** start of Records to process **

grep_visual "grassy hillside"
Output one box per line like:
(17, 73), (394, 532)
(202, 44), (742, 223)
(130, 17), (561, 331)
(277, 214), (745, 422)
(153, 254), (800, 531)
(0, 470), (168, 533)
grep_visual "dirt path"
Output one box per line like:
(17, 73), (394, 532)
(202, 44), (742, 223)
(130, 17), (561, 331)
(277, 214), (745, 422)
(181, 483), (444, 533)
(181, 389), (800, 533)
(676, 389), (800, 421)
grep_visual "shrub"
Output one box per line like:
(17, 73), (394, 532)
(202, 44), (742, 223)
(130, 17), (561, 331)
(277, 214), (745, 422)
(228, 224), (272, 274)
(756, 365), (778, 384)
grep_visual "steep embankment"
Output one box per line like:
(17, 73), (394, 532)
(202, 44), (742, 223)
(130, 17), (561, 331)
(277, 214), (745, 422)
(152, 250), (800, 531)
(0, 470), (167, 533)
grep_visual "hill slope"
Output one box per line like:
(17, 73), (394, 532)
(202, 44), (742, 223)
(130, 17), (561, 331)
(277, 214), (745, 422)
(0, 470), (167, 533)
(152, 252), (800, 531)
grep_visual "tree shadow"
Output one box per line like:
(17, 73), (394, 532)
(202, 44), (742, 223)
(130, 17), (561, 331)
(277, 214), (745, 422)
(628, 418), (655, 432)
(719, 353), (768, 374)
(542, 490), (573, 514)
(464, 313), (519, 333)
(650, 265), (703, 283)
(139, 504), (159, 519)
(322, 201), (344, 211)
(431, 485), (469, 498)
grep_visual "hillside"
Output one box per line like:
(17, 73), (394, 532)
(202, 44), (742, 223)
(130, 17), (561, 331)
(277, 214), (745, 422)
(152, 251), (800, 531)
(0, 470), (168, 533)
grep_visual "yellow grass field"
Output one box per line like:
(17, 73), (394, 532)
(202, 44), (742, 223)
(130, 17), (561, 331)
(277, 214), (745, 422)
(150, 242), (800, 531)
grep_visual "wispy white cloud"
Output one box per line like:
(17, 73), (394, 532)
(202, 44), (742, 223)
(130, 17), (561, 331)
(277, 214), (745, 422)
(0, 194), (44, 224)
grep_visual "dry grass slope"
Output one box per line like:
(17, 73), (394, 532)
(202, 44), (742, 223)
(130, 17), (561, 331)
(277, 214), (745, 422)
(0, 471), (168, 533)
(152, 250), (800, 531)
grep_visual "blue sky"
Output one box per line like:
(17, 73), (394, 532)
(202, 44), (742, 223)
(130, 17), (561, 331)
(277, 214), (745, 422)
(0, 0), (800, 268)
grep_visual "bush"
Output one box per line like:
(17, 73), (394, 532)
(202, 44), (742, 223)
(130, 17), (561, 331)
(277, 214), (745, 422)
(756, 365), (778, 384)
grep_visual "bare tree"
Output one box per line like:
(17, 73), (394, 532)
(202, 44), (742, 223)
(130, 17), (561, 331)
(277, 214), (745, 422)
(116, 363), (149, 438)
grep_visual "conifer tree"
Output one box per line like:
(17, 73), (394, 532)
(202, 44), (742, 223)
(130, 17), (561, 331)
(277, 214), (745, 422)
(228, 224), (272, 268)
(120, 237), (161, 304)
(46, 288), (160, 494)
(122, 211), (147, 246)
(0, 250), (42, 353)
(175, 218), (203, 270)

** end of Records to process **

Please gather every line of the data above that contains the word "tree", copying each one in full.

**Answer to the task:**
grep_visual "tree shadow"
grep_visual "bare tree"
grep_visual "conifer tree"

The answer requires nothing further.